◆ What you are asked to do
When you reach the line containing "Target: lawn" in the entries below, start writing out each line exactly, and stop after the line containing "this form: (405,267).".

◆ Extracted records
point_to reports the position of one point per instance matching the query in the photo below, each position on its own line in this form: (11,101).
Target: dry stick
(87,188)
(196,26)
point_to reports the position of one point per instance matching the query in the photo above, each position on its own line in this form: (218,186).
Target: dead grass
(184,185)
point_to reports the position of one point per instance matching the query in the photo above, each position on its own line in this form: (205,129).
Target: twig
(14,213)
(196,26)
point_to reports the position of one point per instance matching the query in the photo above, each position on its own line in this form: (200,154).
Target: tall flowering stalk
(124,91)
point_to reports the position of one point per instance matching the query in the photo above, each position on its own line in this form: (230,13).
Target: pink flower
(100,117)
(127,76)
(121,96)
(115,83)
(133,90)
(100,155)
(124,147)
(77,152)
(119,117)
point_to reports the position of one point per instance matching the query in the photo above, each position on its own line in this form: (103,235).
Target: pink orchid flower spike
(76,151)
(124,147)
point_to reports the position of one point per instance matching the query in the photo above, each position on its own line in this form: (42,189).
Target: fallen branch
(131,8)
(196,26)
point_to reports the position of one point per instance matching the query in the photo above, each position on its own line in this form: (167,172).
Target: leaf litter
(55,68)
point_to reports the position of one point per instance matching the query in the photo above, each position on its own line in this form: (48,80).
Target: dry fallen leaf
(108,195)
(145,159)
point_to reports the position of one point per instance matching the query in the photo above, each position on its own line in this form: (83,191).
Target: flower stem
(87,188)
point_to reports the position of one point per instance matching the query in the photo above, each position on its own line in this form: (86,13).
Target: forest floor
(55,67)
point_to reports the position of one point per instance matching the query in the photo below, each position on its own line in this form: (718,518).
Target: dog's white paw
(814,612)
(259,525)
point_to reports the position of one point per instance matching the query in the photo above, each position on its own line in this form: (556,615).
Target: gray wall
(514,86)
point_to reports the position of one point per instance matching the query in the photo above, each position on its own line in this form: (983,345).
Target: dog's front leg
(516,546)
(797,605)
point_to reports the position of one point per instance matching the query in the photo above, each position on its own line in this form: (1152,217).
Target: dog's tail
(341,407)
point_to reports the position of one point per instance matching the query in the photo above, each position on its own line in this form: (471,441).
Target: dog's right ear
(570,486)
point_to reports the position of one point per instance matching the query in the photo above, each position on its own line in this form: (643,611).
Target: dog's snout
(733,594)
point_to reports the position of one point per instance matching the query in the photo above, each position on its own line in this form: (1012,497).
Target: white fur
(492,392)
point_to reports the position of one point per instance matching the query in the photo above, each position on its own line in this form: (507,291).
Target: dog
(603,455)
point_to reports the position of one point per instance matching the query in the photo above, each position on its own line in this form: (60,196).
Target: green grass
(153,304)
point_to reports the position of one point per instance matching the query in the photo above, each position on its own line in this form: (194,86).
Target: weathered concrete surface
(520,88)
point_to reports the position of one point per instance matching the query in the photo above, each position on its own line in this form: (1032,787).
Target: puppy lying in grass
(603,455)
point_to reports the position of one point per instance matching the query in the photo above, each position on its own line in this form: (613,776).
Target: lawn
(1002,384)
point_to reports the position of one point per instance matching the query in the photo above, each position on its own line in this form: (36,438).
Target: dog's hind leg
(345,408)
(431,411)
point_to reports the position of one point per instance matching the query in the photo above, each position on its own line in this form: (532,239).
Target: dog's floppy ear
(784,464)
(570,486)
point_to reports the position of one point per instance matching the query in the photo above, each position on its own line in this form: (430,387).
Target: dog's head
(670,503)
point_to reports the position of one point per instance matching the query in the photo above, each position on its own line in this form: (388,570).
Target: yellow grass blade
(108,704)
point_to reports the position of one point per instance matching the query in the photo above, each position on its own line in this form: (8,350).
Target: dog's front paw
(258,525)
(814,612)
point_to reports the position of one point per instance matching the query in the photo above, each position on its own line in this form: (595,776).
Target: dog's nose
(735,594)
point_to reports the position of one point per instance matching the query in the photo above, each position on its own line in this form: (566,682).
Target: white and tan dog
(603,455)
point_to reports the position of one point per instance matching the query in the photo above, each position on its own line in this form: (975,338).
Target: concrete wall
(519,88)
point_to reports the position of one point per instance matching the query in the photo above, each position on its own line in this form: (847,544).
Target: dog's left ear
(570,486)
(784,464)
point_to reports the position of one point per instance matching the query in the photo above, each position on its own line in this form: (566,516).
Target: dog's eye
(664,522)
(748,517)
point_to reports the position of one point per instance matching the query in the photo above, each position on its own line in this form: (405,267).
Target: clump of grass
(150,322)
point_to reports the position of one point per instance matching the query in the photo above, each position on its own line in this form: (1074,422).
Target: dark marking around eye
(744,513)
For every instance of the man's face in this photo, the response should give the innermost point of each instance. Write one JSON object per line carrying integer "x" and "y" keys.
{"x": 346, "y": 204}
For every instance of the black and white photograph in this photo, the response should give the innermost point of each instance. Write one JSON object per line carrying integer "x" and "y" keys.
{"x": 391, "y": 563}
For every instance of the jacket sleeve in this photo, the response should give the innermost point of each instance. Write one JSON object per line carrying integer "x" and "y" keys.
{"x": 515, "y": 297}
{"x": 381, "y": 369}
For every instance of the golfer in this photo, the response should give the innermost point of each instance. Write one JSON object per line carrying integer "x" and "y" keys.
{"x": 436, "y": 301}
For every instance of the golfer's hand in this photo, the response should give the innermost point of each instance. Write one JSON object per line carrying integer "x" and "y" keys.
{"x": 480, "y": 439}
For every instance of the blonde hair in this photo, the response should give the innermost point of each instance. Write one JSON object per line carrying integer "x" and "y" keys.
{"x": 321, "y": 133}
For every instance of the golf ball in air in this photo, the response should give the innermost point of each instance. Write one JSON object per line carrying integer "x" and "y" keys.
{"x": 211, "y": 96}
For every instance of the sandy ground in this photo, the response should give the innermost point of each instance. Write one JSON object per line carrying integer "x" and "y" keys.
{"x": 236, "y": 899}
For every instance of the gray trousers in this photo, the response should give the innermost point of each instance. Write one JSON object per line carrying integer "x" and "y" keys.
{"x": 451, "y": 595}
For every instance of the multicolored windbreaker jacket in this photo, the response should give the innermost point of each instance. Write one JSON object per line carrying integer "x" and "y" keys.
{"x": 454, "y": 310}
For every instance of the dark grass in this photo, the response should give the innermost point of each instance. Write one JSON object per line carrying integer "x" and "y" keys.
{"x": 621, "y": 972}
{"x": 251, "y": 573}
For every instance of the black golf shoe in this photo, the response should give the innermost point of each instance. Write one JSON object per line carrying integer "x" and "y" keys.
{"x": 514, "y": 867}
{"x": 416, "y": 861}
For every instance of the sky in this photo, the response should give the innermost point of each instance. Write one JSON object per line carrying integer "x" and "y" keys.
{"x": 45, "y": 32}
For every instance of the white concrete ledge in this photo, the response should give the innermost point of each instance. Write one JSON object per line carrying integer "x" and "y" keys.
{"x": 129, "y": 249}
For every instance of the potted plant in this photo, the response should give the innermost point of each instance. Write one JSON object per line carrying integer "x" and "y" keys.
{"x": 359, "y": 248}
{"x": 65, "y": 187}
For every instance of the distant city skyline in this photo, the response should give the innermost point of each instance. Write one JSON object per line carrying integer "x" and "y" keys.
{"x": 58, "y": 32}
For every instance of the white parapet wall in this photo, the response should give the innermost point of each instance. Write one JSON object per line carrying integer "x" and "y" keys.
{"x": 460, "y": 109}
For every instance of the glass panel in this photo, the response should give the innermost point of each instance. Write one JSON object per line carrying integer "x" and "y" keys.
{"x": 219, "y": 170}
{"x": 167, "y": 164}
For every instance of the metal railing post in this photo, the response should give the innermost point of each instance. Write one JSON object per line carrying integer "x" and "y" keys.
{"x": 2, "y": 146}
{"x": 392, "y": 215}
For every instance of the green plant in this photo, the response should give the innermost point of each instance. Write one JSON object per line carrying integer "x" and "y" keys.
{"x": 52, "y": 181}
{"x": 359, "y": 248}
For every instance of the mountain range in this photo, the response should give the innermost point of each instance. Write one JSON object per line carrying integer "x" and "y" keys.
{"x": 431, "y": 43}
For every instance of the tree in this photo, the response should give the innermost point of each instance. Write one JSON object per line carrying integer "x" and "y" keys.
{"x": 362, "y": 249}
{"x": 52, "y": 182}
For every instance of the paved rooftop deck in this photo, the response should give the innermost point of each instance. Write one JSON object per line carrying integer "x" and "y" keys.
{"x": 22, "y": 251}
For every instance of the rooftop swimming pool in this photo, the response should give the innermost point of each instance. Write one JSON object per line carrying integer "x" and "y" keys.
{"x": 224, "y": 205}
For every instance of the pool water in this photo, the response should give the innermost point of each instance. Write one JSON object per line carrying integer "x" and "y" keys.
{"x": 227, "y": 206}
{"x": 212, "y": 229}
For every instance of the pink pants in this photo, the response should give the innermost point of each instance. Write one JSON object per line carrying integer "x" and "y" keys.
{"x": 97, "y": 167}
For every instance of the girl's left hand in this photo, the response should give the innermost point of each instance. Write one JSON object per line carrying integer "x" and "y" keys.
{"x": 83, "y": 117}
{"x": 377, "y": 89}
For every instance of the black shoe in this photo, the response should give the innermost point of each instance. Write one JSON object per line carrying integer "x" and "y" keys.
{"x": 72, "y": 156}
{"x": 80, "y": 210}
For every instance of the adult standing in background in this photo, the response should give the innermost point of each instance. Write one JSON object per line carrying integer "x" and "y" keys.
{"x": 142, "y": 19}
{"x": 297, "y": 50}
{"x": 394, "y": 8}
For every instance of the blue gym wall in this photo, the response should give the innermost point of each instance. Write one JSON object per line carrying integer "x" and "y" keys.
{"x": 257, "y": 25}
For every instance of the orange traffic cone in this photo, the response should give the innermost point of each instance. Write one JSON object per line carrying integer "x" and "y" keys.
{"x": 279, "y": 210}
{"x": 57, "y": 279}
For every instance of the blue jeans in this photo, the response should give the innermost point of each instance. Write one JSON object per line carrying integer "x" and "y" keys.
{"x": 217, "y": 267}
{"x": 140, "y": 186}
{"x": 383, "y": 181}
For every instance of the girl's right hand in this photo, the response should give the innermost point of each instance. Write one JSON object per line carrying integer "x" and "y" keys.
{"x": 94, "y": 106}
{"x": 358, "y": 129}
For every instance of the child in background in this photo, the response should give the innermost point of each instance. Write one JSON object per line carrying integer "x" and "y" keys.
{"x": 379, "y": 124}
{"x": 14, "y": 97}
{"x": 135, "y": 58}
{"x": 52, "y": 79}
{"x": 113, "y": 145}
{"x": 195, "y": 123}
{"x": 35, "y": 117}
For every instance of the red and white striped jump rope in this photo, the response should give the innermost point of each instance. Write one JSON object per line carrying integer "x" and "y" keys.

◆ Answer to this exercise
Target: lawn
(1002,384)
point_to reports the position of one point per instance matching the query in the photo above, each position on its own line in this form: (36,438).
Target: dog's hind leg
(345,408)
(431,411)
point_to reports the position of one point per instance matching the query in the photo above, each position on its own line in this form: (532,239).
Target: dog's floppy ear
(784,464)
(570,486)
point_to reports the position of one point per instance matching the query in the photo above, each position on its own line in this form: (430,387).
Target: dog's head
(670,503)
point_to reports the position of one point per instance matching the query in the photo above, each position on its own line in this form: (388,570).
Target: yellow grass blade
(108,704)
point_to reports the position of one point per instance matching the query in the photo above, each position on its own line in this form: (8,350).
Target: dog's front paw
(258,525)
(814,612)
point_to reports the position of one point per instance matching the query in the photo above, each position on its own line in this form: (595,776).
Target: dog's nose
(735,594)
point_to reports the position of one point per instance matching the query in the photo above, each position on its own line in this form: (566,682).
Target: white and tan dog
(603,455)
point_to reports the position of one point per instance matching the query in the photo above, each position on its own line in this form: (975,338).
Target: concrete wall
(519,88)
point_to reports the position of one point per instance matching the query in the photo above, each position on its own line in this form: (847,544).
Target: dog's left ear
(570,486)
(784,464)
point_to reports the position of one point per instance matching the query in the photo above, each position on its own line in this form: (566,516).
Target: dog's eye
(664,522)
(748,517)
point_to reports the position of one point per instance matching the query in the photo above, each position on its own line in this form: (405,267).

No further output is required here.